◆ LO QUE HARÁS
1: Transcribe del texto sobre el lince ibérico el pasaje que va desde "Actualmente existen sólo" hasta "2017 fallecieron 53.", ambos incluidos.
2: Continúa el texto sobre el lince ibérico a partir de su última oración.

◆ FRAGMENTO DEL DOCUMENTO
•••••

Actualmente existen sólo 475 linces ibéricos viviendo en la península. Cada uno de ellos es un auténtico tesoro. La Unión Europea lo sabe bien. Hace sólo diez años su número apenas alcanzaba el centenar.

Por aquel entonces saltaron todas las alarmas e importantes ONG se pusieron a luchar y presionar para la conservación de los mismos. El resultado no se hizo esperar y la Unión Europea, junto a otros organismos públicos, comenzó a invertir en su conservación. Sólo el año pasado, 26 millones de euros fueron destinados a dicho fin. Gracias a ellos, la población de linces ibéricos, después de muchísimos años, por primera vez superó los 500 ejemplares pero ¿qué ocurrió? Pues que, lamentablemente, sólo durante el año 2017 fallecieron 53.

¿Y sus muertes se debieron a causas naturales? Ni mucho menos.

•••••

◆ DATOS PROPORCIONADOS
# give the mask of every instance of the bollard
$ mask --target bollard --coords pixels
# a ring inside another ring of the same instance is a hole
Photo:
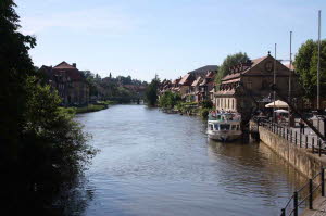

•••••

◆ RESPUESTAS
1:
Actualmente existen sólo 475 linces ibéricos viviendo en la península. Cada uno de ellos es un auténtico tesoro. La Unión Europea lo sabe bien. Hace sólo diez años su número apenas alcanzaba el centenar.

Por aquel entonces saltaron todas las alarmas e importantes ONG se pusieron a luchar y presionar para la conservación de los mismos. El resultado no se hizo esperar y la Unión Europea, junto a otros organismos públicos, comenzó a invertir en su conservación. Sólo el año pasado, 26 millones de euros fueron destinados a dicho fin. Gracias a ellos, la población de linces ibéricos, después de muchísimos años, por primera vez superó los 500 ejemplares pero ¿qué ocurrió? Pues que, lamentablemente, sólo durante el año 2017 fallecieron 53.

2:
29, nada más y nada menos, fueron atropellados. Seguramente, por un deficiente mantenimiento del vallado que rodea los parajes naturales en los que viven, que, en definitiva, son los que les impiden acceder a las carreteras; aunque, también, evidentemente, por la imprudencia de los conductores que se los llevaron por delante.

Claro que no queda ahí la cosa: 8 linces más fueron cazados por furtivos. Cuidado con este tema, que cada vez hay más «exquisito» de alto poder adquisitivo dispuesto a pagar fortunas a experimentados furtivos con tal de que les acompañen en busca de la presa deseada. Ahí lo dejo.

Otros 6 murieron por culpa de infraestructuras mal diseñadas, que funcionaron como auténticas trampas mortales para éstos. Dos más por peleas o enfrentamientos con otros animales; entre otros, según apuntan algunos expertos, por grupos descontrolados de perros abandonados; otra clara irresponsabilidad.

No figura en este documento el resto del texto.